__Aim of the exercise__. Count how many lines in the entries below contain the string "white", with uppercase and lowercase letters treated as different, and reply with that number alone.

__Records supplied__.
----
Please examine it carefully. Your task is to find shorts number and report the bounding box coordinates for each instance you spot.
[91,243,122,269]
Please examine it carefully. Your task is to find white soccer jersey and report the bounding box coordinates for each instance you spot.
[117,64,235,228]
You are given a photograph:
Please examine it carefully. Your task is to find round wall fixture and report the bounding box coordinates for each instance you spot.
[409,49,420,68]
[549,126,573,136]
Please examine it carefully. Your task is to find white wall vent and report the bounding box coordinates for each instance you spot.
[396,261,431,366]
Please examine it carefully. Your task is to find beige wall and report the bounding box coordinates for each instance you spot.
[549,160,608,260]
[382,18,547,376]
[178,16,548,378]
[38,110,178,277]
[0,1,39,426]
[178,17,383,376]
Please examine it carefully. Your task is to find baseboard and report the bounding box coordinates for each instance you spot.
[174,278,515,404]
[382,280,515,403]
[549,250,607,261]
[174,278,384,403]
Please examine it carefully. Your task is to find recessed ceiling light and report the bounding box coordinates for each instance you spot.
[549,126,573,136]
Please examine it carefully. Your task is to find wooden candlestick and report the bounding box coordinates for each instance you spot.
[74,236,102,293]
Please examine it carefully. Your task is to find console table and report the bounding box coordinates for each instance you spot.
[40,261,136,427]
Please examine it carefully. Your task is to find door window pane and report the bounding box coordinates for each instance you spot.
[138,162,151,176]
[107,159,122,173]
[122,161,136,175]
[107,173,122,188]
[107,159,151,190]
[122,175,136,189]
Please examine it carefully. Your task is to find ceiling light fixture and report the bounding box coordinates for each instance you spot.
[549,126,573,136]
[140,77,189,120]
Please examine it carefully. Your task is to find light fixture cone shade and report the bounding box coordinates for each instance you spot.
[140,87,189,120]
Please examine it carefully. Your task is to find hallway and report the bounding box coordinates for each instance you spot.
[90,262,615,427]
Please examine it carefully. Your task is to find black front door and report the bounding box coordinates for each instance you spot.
----
__Response to the exercise__. 2